# TEXTE SOURCE
□ □ □

Dans les premiers camps de concentration soviétiques, créés à l'été 1918, une forte majorité des détenus, souvent des otages, étaient condamnés à une mort rapide, ou comme dans le bagne des îles Solovki (monastères de la mer Blanche qui furent les premiers bagnes de déportation créés par les bolcheviks) ou, en 1920, dans les camps d'internement des cosaques du Don, qualifiés par le gouvernement lui-même de «camps de la mort».
A partir de 1928-1929, le régime soviétique invente le Goulag*, qui sera généralisé à l'ensemble des régimes communistes, les experts du KGB poussant même la sollicitude jusqu'à former leurs collègues chinois à l'encadrement de ce système concentrationnaire après 1949.

□ □ □

# MATÉRIAU
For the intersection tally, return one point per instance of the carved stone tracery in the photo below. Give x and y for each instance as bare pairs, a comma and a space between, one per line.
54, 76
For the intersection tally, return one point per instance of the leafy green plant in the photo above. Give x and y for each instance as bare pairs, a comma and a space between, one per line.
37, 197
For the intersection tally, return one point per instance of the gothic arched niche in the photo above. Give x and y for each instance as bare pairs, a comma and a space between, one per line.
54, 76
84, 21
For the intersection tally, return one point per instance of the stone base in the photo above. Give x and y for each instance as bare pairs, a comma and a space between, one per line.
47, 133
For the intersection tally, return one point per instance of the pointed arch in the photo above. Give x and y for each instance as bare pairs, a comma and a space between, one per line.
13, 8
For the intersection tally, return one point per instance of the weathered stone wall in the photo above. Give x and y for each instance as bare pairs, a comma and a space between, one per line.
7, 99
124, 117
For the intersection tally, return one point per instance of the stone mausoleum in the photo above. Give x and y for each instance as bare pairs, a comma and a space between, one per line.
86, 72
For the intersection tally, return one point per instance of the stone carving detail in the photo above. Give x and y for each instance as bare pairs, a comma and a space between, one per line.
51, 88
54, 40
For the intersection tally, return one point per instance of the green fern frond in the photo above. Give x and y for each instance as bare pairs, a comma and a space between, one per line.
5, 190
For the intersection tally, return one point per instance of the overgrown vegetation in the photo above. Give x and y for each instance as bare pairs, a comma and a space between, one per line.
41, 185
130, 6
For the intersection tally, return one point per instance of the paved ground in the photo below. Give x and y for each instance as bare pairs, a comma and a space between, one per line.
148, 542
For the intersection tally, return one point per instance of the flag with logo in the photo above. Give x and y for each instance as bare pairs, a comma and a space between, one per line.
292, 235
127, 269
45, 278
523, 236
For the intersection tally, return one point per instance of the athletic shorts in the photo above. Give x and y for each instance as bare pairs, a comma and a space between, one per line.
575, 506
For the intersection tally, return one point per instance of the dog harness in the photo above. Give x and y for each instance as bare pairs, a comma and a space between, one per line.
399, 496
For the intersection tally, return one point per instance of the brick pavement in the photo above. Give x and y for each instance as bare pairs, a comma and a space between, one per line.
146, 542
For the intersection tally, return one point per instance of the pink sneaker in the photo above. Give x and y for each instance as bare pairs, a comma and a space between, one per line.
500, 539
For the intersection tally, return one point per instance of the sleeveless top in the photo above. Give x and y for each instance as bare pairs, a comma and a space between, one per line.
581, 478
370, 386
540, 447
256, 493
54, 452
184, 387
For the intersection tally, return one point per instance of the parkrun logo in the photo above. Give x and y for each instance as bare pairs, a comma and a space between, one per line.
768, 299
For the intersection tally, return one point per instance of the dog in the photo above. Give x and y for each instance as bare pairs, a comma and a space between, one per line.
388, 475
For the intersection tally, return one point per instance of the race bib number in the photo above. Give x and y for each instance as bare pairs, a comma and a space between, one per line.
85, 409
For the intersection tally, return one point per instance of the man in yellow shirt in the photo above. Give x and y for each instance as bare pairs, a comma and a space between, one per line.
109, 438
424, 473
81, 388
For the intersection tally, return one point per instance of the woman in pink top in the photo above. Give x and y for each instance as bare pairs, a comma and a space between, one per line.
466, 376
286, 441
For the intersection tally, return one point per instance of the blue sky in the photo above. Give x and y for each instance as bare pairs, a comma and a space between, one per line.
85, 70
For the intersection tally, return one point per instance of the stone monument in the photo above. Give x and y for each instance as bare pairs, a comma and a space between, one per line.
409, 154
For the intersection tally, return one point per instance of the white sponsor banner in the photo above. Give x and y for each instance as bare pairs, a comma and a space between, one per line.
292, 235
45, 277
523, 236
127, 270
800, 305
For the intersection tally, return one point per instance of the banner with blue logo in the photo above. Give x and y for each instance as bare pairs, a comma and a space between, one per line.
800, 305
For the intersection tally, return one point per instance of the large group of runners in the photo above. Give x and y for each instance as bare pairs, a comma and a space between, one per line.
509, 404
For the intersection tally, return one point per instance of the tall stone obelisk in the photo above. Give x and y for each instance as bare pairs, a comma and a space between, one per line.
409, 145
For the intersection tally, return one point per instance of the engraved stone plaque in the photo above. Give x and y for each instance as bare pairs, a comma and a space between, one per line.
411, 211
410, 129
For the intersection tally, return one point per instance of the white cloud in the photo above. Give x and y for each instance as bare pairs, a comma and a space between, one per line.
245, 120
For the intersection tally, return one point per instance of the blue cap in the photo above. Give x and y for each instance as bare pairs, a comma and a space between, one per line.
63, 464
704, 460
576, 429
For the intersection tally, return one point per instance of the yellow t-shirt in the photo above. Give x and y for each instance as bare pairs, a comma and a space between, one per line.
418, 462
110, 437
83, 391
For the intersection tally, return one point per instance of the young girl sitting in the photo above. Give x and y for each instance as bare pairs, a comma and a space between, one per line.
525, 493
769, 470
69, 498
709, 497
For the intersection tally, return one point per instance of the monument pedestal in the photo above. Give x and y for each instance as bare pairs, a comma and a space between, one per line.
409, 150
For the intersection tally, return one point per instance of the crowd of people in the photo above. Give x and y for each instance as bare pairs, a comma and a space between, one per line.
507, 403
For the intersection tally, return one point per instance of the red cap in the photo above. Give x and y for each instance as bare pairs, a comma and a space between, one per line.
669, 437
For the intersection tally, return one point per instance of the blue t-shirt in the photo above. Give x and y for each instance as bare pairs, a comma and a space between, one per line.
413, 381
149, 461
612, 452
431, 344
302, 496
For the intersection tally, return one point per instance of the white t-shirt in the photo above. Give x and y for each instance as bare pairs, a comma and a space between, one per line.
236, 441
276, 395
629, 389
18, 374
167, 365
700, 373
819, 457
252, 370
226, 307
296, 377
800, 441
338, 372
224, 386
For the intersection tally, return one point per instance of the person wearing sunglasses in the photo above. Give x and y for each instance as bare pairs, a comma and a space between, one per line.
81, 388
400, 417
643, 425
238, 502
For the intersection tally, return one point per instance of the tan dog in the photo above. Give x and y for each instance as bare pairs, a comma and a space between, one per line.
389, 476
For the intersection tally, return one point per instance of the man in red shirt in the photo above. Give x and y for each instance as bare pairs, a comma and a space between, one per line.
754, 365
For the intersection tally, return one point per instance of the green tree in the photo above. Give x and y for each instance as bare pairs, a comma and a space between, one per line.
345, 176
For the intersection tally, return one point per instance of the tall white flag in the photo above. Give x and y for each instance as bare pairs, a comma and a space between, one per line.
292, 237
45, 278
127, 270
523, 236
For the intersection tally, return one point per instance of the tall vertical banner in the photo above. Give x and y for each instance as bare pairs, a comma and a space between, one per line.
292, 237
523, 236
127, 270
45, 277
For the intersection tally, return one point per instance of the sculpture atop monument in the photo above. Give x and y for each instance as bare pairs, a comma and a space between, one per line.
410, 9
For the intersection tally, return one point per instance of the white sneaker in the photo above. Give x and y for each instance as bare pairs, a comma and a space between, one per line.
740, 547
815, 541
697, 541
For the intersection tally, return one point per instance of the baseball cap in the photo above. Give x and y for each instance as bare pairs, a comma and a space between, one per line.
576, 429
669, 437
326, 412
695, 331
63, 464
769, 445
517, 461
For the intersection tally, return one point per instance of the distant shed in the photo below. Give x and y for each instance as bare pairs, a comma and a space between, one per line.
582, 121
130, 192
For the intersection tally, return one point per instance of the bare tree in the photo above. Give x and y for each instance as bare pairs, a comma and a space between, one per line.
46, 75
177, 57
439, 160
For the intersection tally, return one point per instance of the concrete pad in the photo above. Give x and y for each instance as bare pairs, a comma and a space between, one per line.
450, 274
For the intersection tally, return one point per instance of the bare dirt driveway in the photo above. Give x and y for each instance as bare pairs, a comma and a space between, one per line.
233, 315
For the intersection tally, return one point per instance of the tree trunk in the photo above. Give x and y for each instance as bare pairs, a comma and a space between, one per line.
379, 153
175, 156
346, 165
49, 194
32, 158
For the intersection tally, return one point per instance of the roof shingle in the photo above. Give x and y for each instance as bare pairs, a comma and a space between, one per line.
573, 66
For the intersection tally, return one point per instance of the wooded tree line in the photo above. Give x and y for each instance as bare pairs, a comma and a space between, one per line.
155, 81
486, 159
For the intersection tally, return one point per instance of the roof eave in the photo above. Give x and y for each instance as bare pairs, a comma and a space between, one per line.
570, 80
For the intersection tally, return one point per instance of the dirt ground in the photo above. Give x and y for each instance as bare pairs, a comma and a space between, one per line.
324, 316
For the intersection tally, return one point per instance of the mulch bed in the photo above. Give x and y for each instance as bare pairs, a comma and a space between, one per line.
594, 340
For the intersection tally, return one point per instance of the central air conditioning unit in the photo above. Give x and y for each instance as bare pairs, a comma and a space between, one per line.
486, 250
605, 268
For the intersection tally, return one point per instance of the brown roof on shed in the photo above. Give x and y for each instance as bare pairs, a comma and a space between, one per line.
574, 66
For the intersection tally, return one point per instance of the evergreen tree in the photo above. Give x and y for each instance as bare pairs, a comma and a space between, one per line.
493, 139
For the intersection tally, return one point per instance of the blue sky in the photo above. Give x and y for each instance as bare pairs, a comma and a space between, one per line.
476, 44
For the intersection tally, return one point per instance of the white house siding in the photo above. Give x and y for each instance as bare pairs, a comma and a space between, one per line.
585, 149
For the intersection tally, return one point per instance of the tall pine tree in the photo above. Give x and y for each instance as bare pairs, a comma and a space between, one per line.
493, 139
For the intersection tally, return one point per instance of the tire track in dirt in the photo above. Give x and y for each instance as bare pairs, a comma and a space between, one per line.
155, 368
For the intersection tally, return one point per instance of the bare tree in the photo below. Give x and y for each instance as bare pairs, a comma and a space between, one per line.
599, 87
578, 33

□ □ □

# TRAVAIL À FAIRE
a – Réécrivez la partie du texte sur les camps soviétiques qui s'ouvre sur les mots « A partir de » et se termine par « concentrationnaire après 1949. », en y remplaçant « régime soviétique » par « pouvoir soviétique ».
b – Relevez toutes les années mentionnées dans le texte sur les camps soviétiques.
c – Poursuivez le texte sur les camps soviétiques après sa dernière phrase.
Les entrées n'ont aucun rôle ici.

# RÉSULTATS
a –
A partir de 1928-1929, le pouvoir soviétique invente le Goulag*, qui sera généralisé à l'ensemble des régimes communistes, les experts du KGB poussant même la sollicitude jusqu'à former leurs collègues chinois à l'encadrement de ce système concentrationnaire après 1949.

b – 1918, 1920, 1928, 1929, 1949

c –
Officiellement, le Goulag est un système de rééducation par le travail. En réalité, c'est un système de destruction psychologique et physique des individus. Le caractère sauvage de cet univers est aggravé par le fait que, s'ils se trouvent bien sous l'autorité de la police politique, les camps sont en fait gérés au quotidien par des condamnés de droit commun qui y font régner une seconde terreur. Dans les camps chinois et vietnamiens, le travail de rééducation était pris au sérieux et aboutissait à un véritable «lavage de cerveau» bien décrit par le témoignage de Jean Pasqualini (4).
En Roumanie, le pouvoir avait entre 1949 et 1952 inventé une méthode encore plus inhumaine, si possible: dans la prison de Pitesti, un grand nombre d'étudiants, en général nationalistes et chrétiens, ont été impliqués dans un processus de rééducation de groupe où chacun était contraint, lors de séances collectives, de torturer les autres, afin de les obliger à «se démasquer», en dénonçant leurs proches et en «avouant» leurs propres «fautes» évidemment imaginaires (viol de leur soeur, relations incestueuses avec leur mère, etc.) (5).
Une méthode assez proche fut pratiquée dans la prison centrale de Phnom Penh, Tuol Sleng, où 20 000 prisonniers furent contraints sous la torture de rédiger des autobiographies où ils «avouaient» nombre de crimes imaginaires au nom desquels ils étaient condamnés : pas un n'en est sorti vivant.
3) La famine.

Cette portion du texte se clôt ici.